Morgan era el principal accionista de la Edison Electric Company, cuyos tendidos de cables de corriente continua se extendían como precarias telas de araña, sobrevolando algunas calles de la ciudad. Aunque los financieros y los empresarios no prestaban demasiada atención a la electricidad, otros, como el propio Morgan, habían intuido de inmediato que era el avance más significativo que se había conocido desde el tornillo de Arquímedes: todo el mundo demandaba energía y, en cuestión de poco tiempo, todo el mundo recurriría a las lámparas incandescentes de Edison.
La ingeniería eléctrica ofrecía un campo abonado para cualquier emprendedor afín a la ciencia o a los inventos, y no sólo por las compensaciones económicas. También había que tener en cuenta la atracción y los peligros, que representaban una frontera casi inexplorada.
La Universidad de Cornell y el Columbia College figuraban entre las pocas instituciones académicas que se jactaban de contar con magníficos departamentos de ingeniería eléctrica. Aparte de gigantes como Edison, Joseph Henry y Elihu Thomson, pocos eran los especialistas estadounidenses en este campo. De ahí que los empresarios del país no dudasen en contratar a profesionales llegados del extranjero, como Tesla, Michael Pupin, Charles Proteus Steinmetz, Batchelor y Fritz Lowenstein, por citar a unos pocos.
Sólo gracias, no obstante, al empeño de Edison, se encendían (o se apagaban) las luces que adornaban la ciudad de Nueva York. Hacía sólo un año que la señora de William K. Vanderbilt había organizado el recordado baile que habría de poner fin a las rivalidades entre los Astor y los Vanderbilt. En aquella ocasión, la señora de Cornelius Vanderbilt bajó la escalera principal de la mansión familiar vestida de “Luz Eléctrica”: una suntuosa puesta en escena, raso blanco y diamantes incluidos, que pocos de los privilegiados asistentes olvidarían.

• • •

▶ OBJETIVO DEL EJERCICIO
Contesta brevemente, a partir del fragmento sobre la electricidad, cada una de estas preguntas.
1. ¿De qué compañía era Morgan el principal accionista?
2. ¿Qué dos instituciones académicas figuraban entre las pocas con magníficos departamentos de ingeniería eléctrica?
3. ¿De qué iba vestida la señora de Cornelius Vanderbilt al bajar la escalera principal de la mansión familiar?
El listado no interviene en esta parte.

▶ LISTADO
• • •

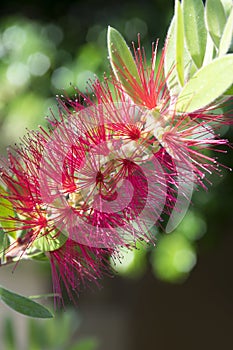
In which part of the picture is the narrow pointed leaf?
[183,0,207,68]
[0,287,53,318]
[205,0,226,48]
[164,18,181,96]
[107,26,141,91]
[219,8,233,56]
[175,0,184,86]
[221,0,233,17]
[202,33,214,66]
[176,54,233,113]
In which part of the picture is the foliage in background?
[0,0,233,322]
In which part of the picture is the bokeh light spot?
[6,62,30,86]
[28,52,51,76]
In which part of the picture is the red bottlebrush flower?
[48,239,109,307]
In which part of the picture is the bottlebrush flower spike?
[47,239,110,307]
[108,27,170,110]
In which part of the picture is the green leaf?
[107,26,141,91]
[33,232,68,252]
[221,0,233,17]
[71,338,99,350]
[205,0,226,48]
[203,33,214,66]
[164,18,181,95]
[183,0,207,68]
[218,8,233,56]
[0,186,16,238]
[3,318,17,350]
[0,287,53,318]
[175,0,184,86]
[224,85,233,96]
[176,54,233,113]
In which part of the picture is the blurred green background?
[0,0,233,350]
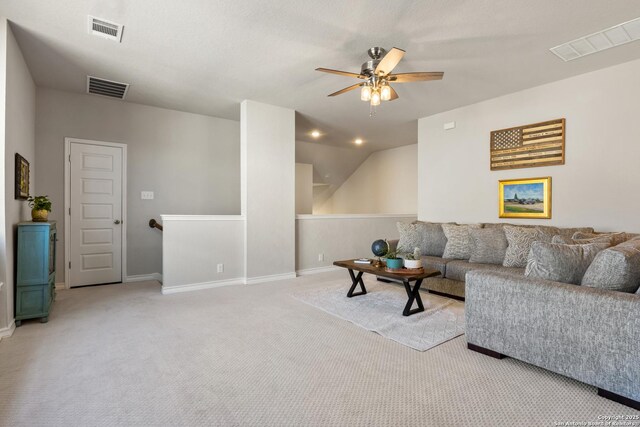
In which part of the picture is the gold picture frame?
[15,153,29,200]
[498,176,551,219]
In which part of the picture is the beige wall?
[296,215,416,273]
[240,100,296,283]
[36,88,240,281]
[418,60,640,232]
[0,20,39,329]
[314,144,418,214]
[296,163,313,214]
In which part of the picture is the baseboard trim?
[162,277,244,295]
[125,273,162,283]
[598,387,640,411]
[0,319,16,341]
[296,265,341,276]
[244,272,297,285]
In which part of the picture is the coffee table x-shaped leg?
[347,268,424,316]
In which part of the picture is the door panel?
[69,142,123,287]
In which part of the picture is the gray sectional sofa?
[389,222,640,410]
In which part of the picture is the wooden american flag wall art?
[491,119,565,170]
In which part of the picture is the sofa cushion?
[397,221,447,256]
[442,224,482,259]
[502,225,551,268]
[445,259,524,282]
[422,256,452,277]
[551,233,613,246]
[524,242,610,285]
[469,227,508,265]
[582,238,640,293]
[571,231,633,246]
[557,227,594,237]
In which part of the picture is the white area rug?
[293,280,464,351]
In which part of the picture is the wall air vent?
[87,76,129,99]
[549,18,640,61]
[89,16,124,42]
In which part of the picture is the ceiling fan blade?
[316,68,365,79]
[389,86,399,101]
[375,47,404,76]
[389,71,444,83]
[328,83,364,96]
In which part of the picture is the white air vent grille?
[549,18,640,61]
[87,76,129,99]
[89,16,124,42]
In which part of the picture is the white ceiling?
[0,0,640,159]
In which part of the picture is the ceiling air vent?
[89,16,124,42]
[549,18,640,61]
[87,76,129,99]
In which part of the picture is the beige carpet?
[293,281,465,351]
[0,271,638,426]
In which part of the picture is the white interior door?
[67,142,123,287]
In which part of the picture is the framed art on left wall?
[498,176,551,219]
[15,153,29,200]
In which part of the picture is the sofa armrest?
[465,271,640,401]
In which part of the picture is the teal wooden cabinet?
[15,221,56,326]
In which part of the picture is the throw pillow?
[502,225,551,268]
[524,242,609,285]
[582,239,640,293]
[469,227,508,265]
[442,224,481,259]
[396,222,426,254]
[571,231,632,246]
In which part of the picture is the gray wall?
[0,21,36,329]
[36,88,240,282]
[418,60,640,232]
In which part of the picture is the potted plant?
[404,253,422,268]
[27,196,51,222]
[385,248,402,269]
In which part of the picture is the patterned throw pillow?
[396,222,426,253]
[469,227,508,265]
[502,225,551,268]
[442,224,482,259]
[582,239,640,293]
[524,242,609,285]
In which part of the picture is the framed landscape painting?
[15,153,29,200]
[498,176,551,218]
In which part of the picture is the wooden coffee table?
[333,259,440,316]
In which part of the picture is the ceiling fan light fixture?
[360,85,371,101]
[371,89,380,107]
[380,84,391,101]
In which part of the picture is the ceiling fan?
[316,47,444,107]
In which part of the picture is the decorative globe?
[371,239,389,256]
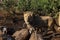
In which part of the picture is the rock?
[29,31,43,40]
[13,29,29,40]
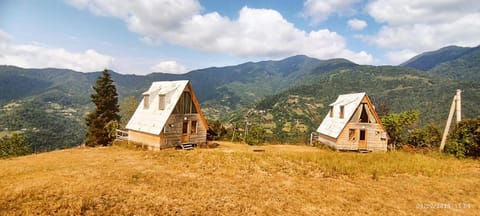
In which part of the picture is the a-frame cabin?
[317,92,388,151]
[126,80,208,149]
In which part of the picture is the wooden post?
[455,89,462,123]
[310,132,313,145]
[439,90,458,151]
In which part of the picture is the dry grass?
[0,143,480,215]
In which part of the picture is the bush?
[0,133,32,158]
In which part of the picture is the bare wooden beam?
[440,95,457,151]
[455,89,462,123]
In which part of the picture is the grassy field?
[0,142,480,215]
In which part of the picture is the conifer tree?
[85,69,120,146]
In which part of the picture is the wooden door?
[358,129,367,149]
[181,121,190,143]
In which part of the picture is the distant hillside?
[248,66,480,141]
[0,44,480,150]
[0,56,355,151]
[400,46,475,71]
[428,46,480,81]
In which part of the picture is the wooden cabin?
[317,92,388,151]
[126,80,208,149]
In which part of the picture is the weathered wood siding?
[128,130,163,150]
[336,123,387,151]
[318,133,337,149]
[164,114,207,148]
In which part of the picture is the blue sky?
[0,0,480,74]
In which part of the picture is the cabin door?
[181,121,190,143]
[358,129,367,149]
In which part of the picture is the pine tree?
[85,69,120,146]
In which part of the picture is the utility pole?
[439,89,462,151]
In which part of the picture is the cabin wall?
[336,123,387,151]
[128,130,163,150]
[318,133,337,149]
[164,114,207,148]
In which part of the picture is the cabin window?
[182,121,188,134]
[190,121,197,134]
[183,92,192,113]
[174,92,197,114]
[340,106,345,119]
[360,130,365,141]
[143,95,150,109]
[158,95,165,110]
[348,129,355,141]
[360,103,368,123]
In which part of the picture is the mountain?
[400,46,475,71]
[400,46,480,80]
[0,47,480,150]
[251,66,480,142]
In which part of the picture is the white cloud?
[303,0,360,24]
[366,0,480,62]
[0,29,13,43]
[150,61,188,74]
[387,49,418,64]
[65,0,373,64]
[347,19,367,30]
[0,30,113,72]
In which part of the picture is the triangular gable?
[126,80,207,135]
[317,92,385,139]
[317,92,366,138]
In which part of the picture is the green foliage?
[382,110,419,147]
[207,119,231,140]
[119,96,138,128]
[247,125,265,145]
[407,124,442,148]
[85,69,120,146]
[0,133,32,158]
[445,118,480,158]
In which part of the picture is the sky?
[0,0,480,75]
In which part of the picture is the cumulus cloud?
[303,0,360,24]
[150,61,187,74]
[0,31,113,72]
[347,19,367,30]
[65,0,373,64]
[0,29,13,43]
[366,0,480,62]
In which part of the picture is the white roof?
[317,92,366,138]
[126,80,188,135]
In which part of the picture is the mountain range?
[0,46,480,150]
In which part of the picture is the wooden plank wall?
[337,123,387,151]
[128,130,163,150]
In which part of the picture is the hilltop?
[0,43,480,148]
[0,143,480,215]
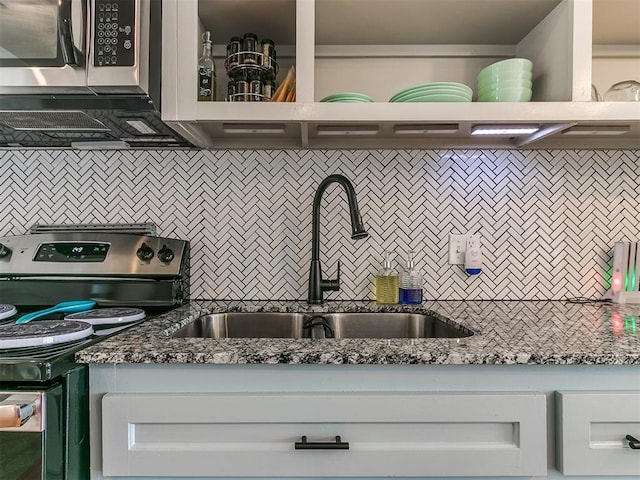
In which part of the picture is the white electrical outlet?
[449,233,467,265]
[449,233,480,265]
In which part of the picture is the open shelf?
[162,0,640,149]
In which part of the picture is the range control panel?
[93,0,136,67]
[0,232,189,277]
[33,242,110,262]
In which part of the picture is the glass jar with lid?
[241,32,258,65]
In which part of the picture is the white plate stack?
[478,58,533,102]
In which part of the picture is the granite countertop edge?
[76,300,640,365]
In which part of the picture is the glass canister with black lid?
[260,38,276,73]
[227,37,243,70]
[241,32,258,65]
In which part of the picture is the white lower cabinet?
[556,391,640,478]
[102,392,544,477]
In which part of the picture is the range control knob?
[136,243,153,262]
[158,245,175,263]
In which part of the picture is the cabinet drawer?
[102,392,547,477]
[556,391,640,478]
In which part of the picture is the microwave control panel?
[93,0,136,67]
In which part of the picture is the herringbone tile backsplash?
[0,150,640,300]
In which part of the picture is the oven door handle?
[0,403,36,428]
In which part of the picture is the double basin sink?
[173,312,473,339]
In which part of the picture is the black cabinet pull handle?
[294,435,349,450]
[625,435,640,450]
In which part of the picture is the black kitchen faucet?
[308,175,369,303]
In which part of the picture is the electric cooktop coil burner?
[0,305,18,320]
[0,320,93,349]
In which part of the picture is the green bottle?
[376,252,399,305]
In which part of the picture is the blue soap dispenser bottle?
[398,252,422,304]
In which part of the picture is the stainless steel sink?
[173,312,306,338]
[173,312,473,339]
[312,312,473,338]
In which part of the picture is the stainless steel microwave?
[0,0,152,94]
[0,0,191,148]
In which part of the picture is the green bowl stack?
[389,82,473,102]
[478,58,533,102]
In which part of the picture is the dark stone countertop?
[76,301,640,365]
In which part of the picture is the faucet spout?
[308,175,369,304]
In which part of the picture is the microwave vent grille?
[0,110,110,132]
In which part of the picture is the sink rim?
[167,310,477,341]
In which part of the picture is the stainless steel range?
[0,224,189,480]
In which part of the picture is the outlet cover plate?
[449,233,469,265]
[449,233,480,265]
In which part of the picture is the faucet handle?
[320,260,340,292]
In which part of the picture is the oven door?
[0,365,89,480]
[0,0,88,94]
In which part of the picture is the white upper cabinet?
[162,0,640,148]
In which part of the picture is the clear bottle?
[399,252,422,304]
[198,32,216,102]
[376,252,399,305]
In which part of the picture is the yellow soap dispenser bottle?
[376,252,399,305]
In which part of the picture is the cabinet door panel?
[556,392,640,477]
[103,393,546,477]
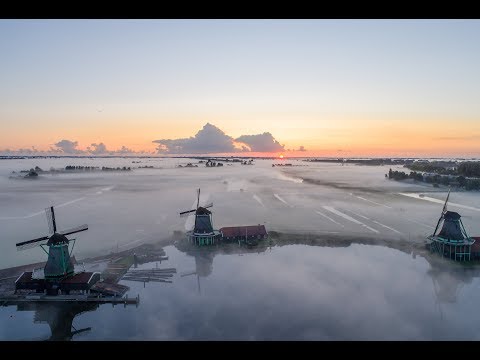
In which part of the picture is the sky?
[0,19,480,157]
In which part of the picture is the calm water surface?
[0,244,480,341]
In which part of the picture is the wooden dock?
[0,293,140,306]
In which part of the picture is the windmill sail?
[433,189,450,235]
[45,206,57,234]
[60,224,88,235]
[15,236,48,250]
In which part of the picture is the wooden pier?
[0,293,140,306]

• • •

▶ RESULTADO DEL EJERCICIO
1. De la Edison Electric Company.
2. La Universidad de Cornell y el Columbia College.
3. De "Luz Eléctrica".